_Challenge A_:
Report each line in the records below that contains the word "formation".

_Source extract_:

## START

According to a University of Maine-led international research team that analyzed data from the world’s highest ice core and highest automatic weather stations, melting and sublimation on Mount Everest’s highest glacier as a result of human-induced climate change has reached the point where several decades of accumulation are being lost annually now that ice has been exposed.

The exceptional vulnerability of the high-altitude Himalayan ice masses in fast retreat forewarns of rapidly emerging consequences, which might vary from increased avalanche incidence to diminished glacier stored water capacity, on which more than 1 billion people rely for drinking water and agriculture.

According to UMaine climate scientists Mariusz Potocki and Paul Mayewski, Mount Everest expeditions may be ascending over more exposed bedrock as the highest glaciers melt, possibly making the trek more difficult if the snow and ice cover continues to reduce in the future decades.

The team’s findings are the latest scientific results from the 2019 National Geographic and Rolex Perpetual Planet Everest Expedition, which were published in the journal Nature Portfolio Journal Climate and Atmospheric Science. The expedition’s scientists, including six from the University of Maine’s Climate Change Institute, researched environmental changes to better understand how rising global temperatures may affect life on Earth.

## END

_Challenge B_:
From the Everest glacier text above, reproduce word for word the passage between "According to a" and "water and agriculture.", inclusive.

_Records provided_:
## START

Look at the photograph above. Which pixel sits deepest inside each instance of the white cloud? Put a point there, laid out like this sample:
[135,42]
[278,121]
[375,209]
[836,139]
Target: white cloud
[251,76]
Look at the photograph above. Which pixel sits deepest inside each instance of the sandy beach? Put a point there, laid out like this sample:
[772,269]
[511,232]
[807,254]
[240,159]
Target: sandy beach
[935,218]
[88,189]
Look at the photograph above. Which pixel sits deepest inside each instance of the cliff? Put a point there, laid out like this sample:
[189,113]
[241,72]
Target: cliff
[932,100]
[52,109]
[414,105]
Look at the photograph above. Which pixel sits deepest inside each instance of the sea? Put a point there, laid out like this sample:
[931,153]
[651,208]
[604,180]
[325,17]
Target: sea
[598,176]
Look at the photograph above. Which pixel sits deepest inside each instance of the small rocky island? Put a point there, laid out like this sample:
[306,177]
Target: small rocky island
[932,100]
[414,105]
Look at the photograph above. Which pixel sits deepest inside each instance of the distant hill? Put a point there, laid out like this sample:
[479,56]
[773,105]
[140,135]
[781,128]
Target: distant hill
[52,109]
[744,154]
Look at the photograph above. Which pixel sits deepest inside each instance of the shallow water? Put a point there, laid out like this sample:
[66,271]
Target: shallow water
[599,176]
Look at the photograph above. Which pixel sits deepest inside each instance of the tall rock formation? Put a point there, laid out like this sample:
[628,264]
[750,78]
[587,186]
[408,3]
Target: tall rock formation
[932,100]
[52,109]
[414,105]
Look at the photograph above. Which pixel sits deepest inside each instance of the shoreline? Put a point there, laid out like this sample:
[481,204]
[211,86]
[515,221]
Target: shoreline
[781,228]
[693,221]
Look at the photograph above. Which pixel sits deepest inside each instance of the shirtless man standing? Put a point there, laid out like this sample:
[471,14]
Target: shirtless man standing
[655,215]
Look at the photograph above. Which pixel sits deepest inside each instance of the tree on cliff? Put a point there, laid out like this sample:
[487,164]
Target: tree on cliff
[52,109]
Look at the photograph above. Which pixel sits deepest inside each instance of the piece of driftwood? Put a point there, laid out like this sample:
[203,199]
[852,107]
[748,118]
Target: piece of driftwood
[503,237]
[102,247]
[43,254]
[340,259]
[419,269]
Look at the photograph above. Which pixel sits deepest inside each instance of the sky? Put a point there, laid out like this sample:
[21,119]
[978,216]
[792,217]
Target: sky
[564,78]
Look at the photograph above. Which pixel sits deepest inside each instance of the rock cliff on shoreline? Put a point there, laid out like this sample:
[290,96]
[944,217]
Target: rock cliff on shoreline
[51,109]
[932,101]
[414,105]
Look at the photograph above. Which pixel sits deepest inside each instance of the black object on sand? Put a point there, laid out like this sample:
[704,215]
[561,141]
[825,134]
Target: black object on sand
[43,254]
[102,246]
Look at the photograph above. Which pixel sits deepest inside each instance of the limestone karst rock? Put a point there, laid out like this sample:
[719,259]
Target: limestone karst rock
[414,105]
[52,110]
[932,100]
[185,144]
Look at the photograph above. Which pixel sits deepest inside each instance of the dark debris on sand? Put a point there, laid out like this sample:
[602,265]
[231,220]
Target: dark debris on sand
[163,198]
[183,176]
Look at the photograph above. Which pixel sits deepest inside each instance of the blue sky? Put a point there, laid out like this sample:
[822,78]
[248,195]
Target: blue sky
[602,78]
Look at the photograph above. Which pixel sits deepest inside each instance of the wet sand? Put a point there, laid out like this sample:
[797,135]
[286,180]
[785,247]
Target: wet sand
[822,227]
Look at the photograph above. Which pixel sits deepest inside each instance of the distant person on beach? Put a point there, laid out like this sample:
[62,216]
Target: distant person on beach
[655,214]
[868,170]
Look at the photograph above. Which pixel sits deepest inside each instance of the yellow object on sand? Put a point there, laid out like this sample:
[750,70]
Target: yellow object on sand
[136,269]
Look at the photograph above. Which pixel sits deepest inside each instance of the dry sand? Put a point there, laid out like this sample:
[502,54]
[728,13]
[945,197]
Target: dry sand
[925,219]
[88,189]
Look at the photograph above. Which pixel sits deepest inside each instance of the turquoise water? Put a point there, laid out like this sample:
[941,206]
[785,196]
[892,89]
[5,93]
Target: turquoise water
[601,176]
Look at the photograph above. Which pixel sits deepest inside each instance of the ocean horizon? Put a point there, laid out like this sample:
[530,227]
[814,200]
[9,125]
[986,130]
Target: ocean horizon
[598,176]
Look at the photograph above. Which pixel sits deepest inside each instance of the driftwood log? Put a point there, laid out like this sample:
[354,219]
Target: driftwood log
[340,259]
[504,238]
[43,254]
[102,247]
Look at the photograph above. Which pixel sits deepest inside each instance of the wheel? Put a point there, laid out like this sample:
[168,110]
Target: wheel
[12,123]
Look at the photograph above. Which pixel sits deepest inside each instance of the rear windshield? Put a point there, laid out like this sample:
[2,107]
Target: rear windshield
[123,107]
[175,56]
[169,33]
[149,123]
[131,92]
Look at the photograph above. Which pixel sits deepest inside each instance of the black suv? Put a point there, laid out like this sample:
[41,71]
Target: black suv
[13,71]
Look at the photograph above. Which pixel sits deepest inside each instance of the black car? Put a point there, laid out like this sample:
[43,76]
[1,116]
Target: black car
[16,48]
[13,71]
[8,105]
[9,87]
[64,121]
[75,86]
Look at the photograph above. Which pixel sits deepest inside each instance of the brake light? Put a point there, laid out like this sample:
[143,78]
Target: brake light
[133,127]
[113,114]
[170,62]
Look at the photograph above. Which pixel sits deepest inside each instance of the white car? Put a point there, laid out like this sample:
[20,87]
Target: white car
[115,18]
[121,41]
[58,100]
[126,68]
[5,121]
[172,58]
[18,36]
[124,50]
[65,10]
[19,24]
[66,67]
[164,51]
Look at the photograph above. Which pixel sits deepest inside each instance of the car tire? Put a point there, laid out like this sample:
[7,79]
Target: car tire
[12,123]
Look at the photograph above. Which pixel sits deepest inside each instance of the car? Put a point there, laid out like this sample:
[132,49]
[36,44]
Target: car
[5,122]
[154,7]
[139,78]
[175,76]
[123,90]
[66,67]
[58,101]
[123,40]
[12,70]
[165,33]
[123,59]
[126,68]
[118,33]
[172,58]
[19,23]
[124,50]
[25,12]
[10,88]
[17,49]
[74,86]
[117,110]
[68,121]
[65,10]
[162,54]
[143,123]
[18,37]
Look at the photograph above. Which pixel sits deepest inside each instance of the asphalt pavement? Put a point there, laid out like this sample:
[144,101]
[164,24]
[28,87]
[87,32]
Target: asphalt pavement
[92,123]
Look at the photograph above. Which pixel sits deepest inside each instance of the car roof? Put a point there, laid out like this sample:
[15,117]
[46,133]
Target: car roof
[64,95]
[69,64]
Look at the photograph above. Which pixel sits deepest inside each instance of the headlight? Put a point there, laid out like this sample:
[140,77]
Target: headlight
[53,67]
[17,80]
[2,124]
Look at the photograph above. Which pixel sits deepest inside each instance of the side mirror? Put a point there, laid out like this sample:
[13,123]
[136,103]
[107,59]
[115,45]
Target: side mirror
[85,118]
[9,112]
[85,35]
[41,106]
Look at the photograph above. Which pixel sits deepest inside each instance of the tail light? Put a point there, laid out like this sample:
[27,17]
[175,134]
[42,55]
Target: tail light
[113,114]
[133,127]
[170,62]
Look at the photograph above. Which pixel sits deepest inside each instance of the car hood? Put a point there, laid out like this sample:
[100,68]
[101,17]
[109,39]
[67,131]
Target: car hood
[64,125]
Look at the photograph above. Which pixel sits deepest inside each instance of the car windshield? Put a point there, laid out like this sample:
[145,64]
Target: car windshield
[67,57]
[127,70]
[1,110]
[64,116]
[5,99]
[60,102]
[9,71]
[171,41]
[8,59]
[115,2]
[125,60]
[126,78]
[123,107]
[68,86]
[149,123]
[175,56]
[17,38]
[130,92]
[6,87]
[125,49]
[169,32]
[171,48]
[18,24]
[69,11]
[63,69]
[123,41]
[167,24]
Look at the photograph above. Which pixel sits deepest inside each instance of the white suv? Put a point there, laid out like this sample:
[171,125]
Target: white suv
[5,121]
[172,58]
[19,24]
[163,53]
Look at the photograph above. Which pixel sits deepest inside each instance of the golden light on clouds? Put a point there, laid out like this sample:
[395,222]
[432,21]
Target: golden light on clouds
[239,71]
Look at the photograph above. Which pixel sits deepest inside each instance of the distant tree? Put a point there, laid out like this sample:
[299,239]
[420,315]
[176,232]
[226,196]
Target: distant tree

## END

_Problem solution A_:
Look at the photograph above. Which pixel sits deepest inside each instance of the tall rock formation? Put a point there, laid out like this sample:
Target: tall rock formation

_Problem solution B_:
According to a University of Maine-led international research team that analyzed data from the world’s highest ice core and highest automatic weather stations, melting and sublimation on Mount Everest’s highest glacier as a result of human-induced climate change has reached the point where several decades of accumulation are being lost annually now that ice has been exposed.

The exceptional vulnerability of the high-altitude Himalayan ice masses in fast retreat forewarns of rapidly emerging consequences, which might vary from increased avalanche incidence to diminished glacier stored water capacity, on which more than 1 billion people rely for drinking water and agriculture.